▶ Description of the task
Set down every record below exactly as it stands, with the pictures omitted.

▶ Supplied data
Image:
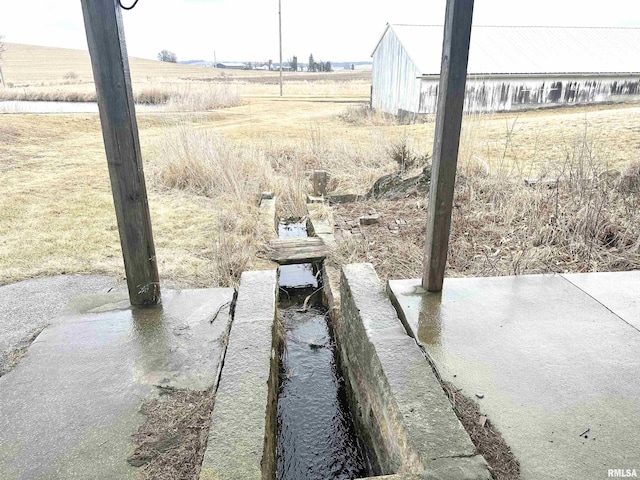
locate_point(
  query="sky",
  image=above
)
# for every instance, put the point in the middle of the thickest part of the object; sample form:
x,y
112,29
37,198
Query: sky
x,y
247,30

▶ Exercise result
Image:
locate_point(
  query="sky",
  image=above
)
# for every instance, put the point in the middle of the thickest part of the object; sample form:
x,y
112,29
37,198
Query: sky
x,y
247,30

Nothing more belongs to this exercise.